## [ИСХОДНЫЙ ТЕКСТ]
※
Марина Арутюнян: Вы знаете, я думаю, что секретов нет в каком-то таком плане, что американцы называют «факты жизни»: как человек рождается, как происходит какой-то физиологический акт, например, совокупления, или подробно показывают роды, или операции, или смерти, или убийства, которые уже не предмет для разгадки детектива, а как будто бы это фотографии из реальной действительности, даже если это фильм, например. Но на этом фоне, по-моему, секретом как раз, очень большим секретом все больше и больше становятся человеческие отношения. Потому что вот какие-то вещи тонкие, мало заметные, очень медленные, очень постепенные, которые между людьми происходят, они становятся секретом.
Я сейчас вспомнила, например, по ассоциации просто недавно вышедший фильм «Эйфория». Там есть очень интересный момент, как главный герой объясняется главной героине в любви. Он все время говорит слово «короче». Он говорит: «Ну, короче, ты че на меня смотрела?.. Ну, короче…» Это наша задача – зрителя – расшифровать, о чем идет речь, что, вообще-то, он влюблен, что весь переполнен каким-то чувством, что он видит в ней это ответное чувство. Но вот «улица корчится, безъязыкая» - словами Маяковского.
※
(Сохранённые записи)
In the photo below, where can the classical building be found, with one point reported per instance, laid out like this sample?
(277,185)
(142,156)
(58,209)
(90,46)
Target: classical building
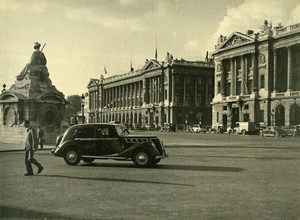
(173,91)
(257,77)
(33,97)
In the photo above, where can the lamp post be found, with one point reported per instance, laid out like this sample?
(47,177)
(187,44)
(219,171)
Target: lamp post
(82,107)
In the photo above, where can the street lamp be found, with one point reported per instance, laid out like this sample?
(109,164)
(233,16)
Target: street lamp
(82,107)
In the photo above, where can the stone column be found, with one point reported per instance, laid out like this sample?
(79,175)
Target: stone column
(232,92)
(173,89)
(289,70)
(243,75)
(255,73)
(275,72)
(157,89)
(222,82)
(184,90)
(196,91)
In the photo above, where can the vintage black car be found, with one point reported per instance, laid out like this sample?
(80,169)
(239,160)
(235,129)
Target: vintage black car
(88,142)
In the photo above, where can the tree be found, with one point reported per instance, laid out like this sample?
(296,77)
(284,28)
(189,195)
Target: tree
(72,107)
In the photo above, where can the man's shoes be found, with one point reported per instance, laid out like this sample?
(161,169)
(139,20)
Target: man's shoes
(40,170)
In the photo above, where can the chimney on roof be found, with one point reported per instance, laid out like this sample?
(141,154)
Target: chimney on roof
(249,32)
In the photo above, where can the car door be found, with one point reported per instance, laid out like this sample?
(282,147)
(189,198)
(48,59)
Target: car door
※
## [ОПИСАНИЕ ЗАДАНИЯ]
Замените «фильм» на «сериал» в отрывке исходного текста от «Я сейчас вспомнила, например, по» до «- словами Маяковского.» и приведите этот отрывок целиком.

## [ПОЛНЫЙ ОТВЕТ]
Я сейчас вспомнила, например, по ассоциации просто недавно вышедший сериал «Эйфория». Там есть очень интересный момент, как главный герой объясняется главной героине в любви. Он все время говорит слово «короче». Он говорит: «Ну, короче, ты че на меня смотрела?.. Ну, короче…» Это наша задача – зрителя – расшифровать, о чем идет речь, что, вообще-то, он влюблен, что весь переполнен каким-то чувством, что он видит в ней это ответное чувство. Но вот «улица корчится, безъязыкая» - словами Маяковского.